▸ **WORK TASK**
The answer must consist of the entire listing, repeated exactly.

▸ **INPUT RECORDS**

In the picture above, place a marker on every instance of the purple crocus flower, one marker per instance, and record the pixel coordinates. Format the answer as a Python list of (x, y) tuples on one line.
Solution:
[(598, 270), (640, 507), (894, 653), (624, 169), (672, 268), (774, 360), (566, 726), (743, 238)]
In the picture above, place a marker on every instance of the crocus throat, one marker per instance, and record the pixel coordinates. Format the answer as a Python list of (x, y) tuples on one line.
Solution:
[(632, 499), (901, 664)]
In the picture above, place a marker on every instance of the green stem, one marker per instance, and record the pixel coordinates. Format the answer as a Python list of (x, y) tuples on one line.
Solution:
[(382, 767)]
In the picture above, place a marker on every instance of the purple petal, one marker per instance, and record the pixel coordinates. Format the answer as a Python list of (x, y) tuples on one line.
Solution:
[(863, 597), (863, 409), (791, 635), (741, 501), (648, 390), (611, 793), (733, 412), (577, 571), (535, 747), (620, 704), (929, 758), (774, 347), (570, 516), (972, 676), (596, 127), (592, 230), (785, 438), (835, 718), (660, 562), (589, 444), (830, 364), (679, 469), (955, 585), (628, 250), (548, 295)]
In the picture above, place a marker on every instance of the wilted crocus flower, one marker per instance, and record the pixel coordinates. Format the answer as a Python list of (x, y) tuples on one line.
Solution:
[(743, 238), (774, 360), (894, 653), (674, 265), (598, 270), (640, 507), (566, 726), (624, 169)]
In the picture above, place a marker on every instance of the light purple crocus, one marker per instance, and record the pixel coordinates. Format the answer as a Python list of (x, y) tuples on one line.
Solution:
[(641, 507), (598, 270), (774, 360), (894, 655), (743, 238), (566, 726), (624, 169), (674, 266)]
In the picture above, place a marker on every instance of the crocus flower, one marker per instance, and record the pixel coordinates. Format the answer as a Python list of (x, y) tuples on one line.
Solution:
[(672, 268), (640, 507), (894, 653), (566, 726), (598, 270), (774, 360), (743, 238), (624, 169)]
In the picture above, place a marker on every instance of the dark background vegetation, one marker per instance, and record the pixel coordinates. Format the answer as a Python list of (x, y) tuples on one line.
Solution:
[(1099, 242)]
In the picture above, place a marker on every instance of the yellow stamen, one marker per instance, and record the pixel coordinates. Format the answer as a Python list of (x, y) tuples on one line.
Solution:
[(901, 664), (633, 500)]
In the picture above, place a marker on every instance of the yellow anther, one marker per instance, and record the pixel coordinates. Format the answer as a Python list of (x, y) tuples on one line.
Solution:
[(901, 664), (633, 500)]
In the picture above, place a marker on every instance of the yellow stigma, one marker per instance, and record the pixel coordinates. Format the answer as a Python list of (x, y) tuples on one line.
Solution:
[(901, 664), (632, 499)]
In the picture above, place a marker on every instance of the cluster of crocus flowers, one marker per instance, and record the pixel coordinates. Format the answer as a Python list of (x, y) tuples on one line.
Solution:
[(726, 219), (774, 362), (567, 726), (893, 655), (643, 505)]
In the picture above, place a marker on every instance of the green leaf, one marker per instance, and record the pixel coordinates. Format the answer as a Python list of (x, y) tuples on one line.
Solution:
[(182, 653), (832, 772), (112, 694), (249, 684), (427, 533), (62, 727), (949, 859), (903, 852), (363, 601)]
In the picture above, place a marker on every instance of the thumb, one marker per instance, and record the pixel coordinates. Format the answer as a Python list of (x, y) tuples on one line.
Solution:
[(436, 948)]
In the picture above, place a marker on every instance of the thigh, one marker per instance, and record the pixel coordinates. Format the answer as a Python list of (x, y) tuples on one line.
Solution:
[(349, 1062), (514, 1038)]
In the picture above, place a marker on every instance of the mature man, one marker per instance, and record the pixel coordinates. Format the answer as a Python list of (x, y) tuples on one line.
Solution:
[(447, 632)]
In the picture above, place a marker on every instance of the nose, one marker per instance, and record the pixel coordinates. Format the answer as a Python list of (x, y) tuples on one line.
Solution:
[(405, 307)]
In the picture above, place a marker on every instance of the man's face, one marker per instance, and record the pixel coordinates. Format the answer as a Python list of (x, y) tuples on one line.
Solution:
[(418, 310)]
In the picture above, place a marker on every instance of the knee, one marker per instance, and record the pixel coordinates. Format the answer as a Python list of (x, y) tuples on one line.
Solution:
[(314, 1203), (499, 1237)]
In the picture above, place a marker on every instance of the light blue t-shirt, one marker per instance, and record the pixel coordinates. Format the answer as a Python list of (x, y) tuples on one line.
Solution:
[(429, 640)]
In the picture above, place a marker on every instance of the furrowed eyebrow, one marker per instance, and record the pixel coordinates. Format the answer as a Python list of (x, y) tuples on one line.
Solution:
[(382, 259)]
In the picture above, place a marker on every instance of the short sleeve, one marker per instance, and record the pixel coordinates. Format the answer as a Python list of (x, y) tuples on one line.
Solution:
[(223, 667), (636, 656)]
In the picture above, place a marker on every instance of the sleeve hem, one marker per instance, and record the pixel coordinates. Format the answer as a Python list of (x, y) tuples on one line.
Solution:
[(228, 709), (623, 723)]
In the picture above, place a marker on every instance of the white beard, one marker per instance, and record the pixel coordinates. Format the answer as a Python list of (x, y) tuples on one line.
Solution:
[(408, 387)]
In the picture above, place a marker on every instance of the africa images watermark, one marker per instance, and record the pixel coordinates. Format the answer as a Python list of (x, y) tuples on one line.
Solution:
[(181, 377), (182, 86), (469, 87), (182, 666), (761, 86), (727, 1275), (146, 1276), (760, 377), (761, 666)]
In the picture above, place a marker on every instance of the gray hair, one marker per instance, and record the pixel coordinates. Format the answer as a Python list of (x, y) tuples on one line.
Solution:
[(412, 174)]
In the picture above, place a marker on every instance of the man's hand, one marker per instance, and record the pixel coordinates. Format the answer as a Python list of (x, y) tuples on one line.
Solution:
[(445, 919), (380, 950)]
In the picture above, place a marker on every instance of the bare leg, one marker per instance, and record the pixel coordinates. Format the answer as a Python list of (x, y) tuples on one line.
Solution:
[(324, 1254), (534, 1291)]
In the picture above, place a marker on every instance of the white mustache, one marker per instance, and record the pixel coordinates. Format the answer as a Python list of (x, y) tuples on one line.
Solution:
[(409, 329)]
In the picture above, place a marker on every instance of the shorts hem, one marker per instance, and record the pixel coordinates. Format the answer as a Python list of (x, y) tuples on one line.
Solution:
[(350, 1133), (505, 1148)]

▸ **ANSWER TO THIS PROBLEM**
In the picture above, place a marker on every instance of the purple crocus flower, one marker per instance, and record the pixel coordinates. Format the answer as a Python list of (x, y) tuples on one line.
Solution:
[(598, 270), (640, 507), (894, 653), (624, 169), (672, 268), (774, 360), (566, 726), (743, 238)]
In the picture above, place a marker on every instance of the crocus throat, one marker per instance, and record the pixel coordinates. Format the answer as a Python list of (x, y) tuples on one line.
Solution:
[(632, 499), (901, 664)]
In the picture above, place a marker on every instance of the green stem, one marker per instance, and record the pixel coordinates. Format the answer as a Python list of (x, y) tuples on one line.
Solution:
[(382, 767)]
In the picture above, place a marker on every instance of the purple petal, one marker per instance, and record the pixel coordinates. Format the answer as a Python list of (x, y) tuples on one line.
Solution:
[(863, 597), (863, 409), (791, 635), (741, 501), (648, 390), (611, 793), (733, 412), (577, 571), (535, 747), (620, 704), (929, 758), (774, 347), (570, 516), (972, 676), (596, 127), (592, 230), (785, 438), (835, 718), (660, 562), (589, 444), (830, 364), (679, 469), (955, 585), (628, 250), (548, 295)]
In the picture above, place a marker on every instance of the wilted crocus flower, one marker per instance, and record the pixel coordinates. Format the answer as a Python list of (x, y) tuples on one line.
Solution:
[(743, 238), (774, 360), (894, 653), (674, 265), (598, 270), (640, 507), (566, 726), (624, 169)]
In the picture above, place a marker on every instance of the light purple crocus, one marker per instance, and record the pixel coordinates. Format the answer as a Python list of (x, y) tuples on one line.
Solution:
[(641, 507), (598, 270), (774, 360), (894, 655), (743, 238), (566, 726), (624, 169), (674, 266)]
In the picture above, place a marker on every instance of the crocus flower, one marker per instance, and record the pixel coordinates. Format the answer as a Python list of (x, y) tuples on one line.
Solution:
[(672, 268), (640, 507), (894, 653), (566, 726), (598, 270), (774, 360), (743, 238), (624, 169)]
In the picture above, place a marker on every instance of the dark background vegetation, one marker per instance, and record the pixel coordinates. Format the answer as a Python list of (x, y) tuples on one line.
Solution:
[(1099, 242)]
In the picture above, place a marker on every instance of the yellow stamen, one marker per instance, and record the pixel coordinates. Format the answer as a Python list of (x, y) tuples on one line.
Solution:
[(901, 664), (633, 500)]
In the picture above, place a marker on every instance of the yellow anther, one marker per instance, and record the pixel coordinates. Format the answer as a Python list of (x, y) tuples on one line.
Solution:
[(901, 664), (633, 500)]
In the picture above, place a marker on every instance of the yellow stigma, one marker per instance, and record the pixel coordinates. Format the answer as a Python list of (x, y) tuples on one line.
Solution:
[(901, 664), (632, 499)]
In the picture above, place a marker on every instance of the cluster of crocus flowers, one marker per instance, and record the pixel coordinates. Format the answer as a Python list of (x, y) tuples on one line.
Solution:
[(726, 219), (774, 362), (567, 726), (893, 655), (643, 505)]
In the picture above, place a marker on every instance of the green leaf, one marker per instance, and record the pixel coordinates. Format the answer as a Python list of (x, y) tuples on one line.
Solution:
[(182, 653), (832, 772), (112, 694), (249, 684), (427, 533), (62, 727), (949, 859), (903, 852), (363, 601)]
In the picture above, place a marker on every instance of the thumb, one marker per instance, and record the pixel coordinates. Format the answer as a Python list of (x, y) tuples on one line.
Solution:
[(436, 948)]
In the picture above, place a marker on every instance of the thigh, one marker per instance, and record the pixel coordinates. Format the answer as a Python list of (x, y) tuples on one line.
Solution:
[(349, 1062), (514, 1038)]
In the picture above, place a marker on every instance of the mature man, one marker per instance, and record the pixel coordinates. Format the answer as a Python list of (x, y) tuples on one line.
Solution:
[(447, 632)]
In the picture above, place a marker on every instance of the nose, one marker per instance, and record the pixel coordinates. Format the answer as a Python list of (x, y) tuples on one line.
Solution:
[(405, 307)]
In the picture above, place a marker on every instance of the man's face, one marker per instance, and record the pixel coordinates. Format the answer as a Python list of (x, y) tuples on one line.
Solution:
[(418, 310)]
In the picture above, place a marker on every instance of the knee, one marker per instance, and record the pixel coordinates. Format the answer as a Python list of (x, y) tuples on one line.
Solution:
[(314, 1203), (499, 1237)]
In the picture above, place a marker on every instance of the light blue t-shirt, one marker per instance, and record the pixel coordinates. Format the answer as a Python list of (x, y) tuples on one line.
Solution:
[(429, 640)]
In the picture above, place a marker on every instance of the furrowed eyebrow, one marker per instance, and record the pixel coordinates. Format the answer as a Python list of (x, y) tuples on one line.
Solution:
[(382, 259)]
In the picture above, place a marker on every instance of the short sleeve, one marker per instance, and record the pixel coordinates. Format the answer as a Python list of (x, y) tuples on one line.
Solution:
[(223, 667), (636, 656)]
In the picture above, place a marker on every instance of the sleeve hem, one marker per instance, and record the pixel coordinates. Format the answer as a Python list of (x, y) tuples on one line.
Solution:
[(228, 709), (623, 723)]
In the picture above, place a marker on every instance of the white beard, one marker per instance, and record the pixel coordinates. Format the answer as a Python list of (x, y) tuples on one line.
Solution:
[(408, 387)]
In the picture above, place a marker on every instance of the africa images watermark, one marker per instance, and record the pixel coordinates. Format the answer as a Python list of (x, y) tuples on one line.
Solution:
[(181, 377), (182, 86), (469, 87), (182, 666), (761, 86), (727, 1275), (146, 1276), (760, 377), (761, 666)]
In the picture above, place a marker on every instance of the gray hair, one marker per instance, and record the pixel coordinates. Format the answer as a Python list of (x, y) tuples on one line.
Solution:
[(412, 174)]
In the picture above, place a marker on every instance of the man's hand, one marker per instance, and record the pixel coordinates. Format the answer as a Python list of (x, y) tuples on one line.
Solution:
[(445, 919), (380, 950)]
In the picture above, place a marker on every instance of the bare leg, one marker per instance, and record the pixel coordinates. Format the answer as a Python list of (x, y) tuples on one line.
Solution:
[(324, 1254), (534, 1291)]
In the picture above, place a marker on every instance of the white mustache, one marker per instance, and record the pixel coordinates. Format the answer as a Python list of (x, y) tuples on one line.
Solution:
[(409, 329)]
In the picture above, place a marker on every instance of the shorts hem, one marker per instance, and record the pixel coordinates. Format the answer as a Python list of (x, y) tuples on one line.
Solution:
[(350, 1133), (505, 1148)]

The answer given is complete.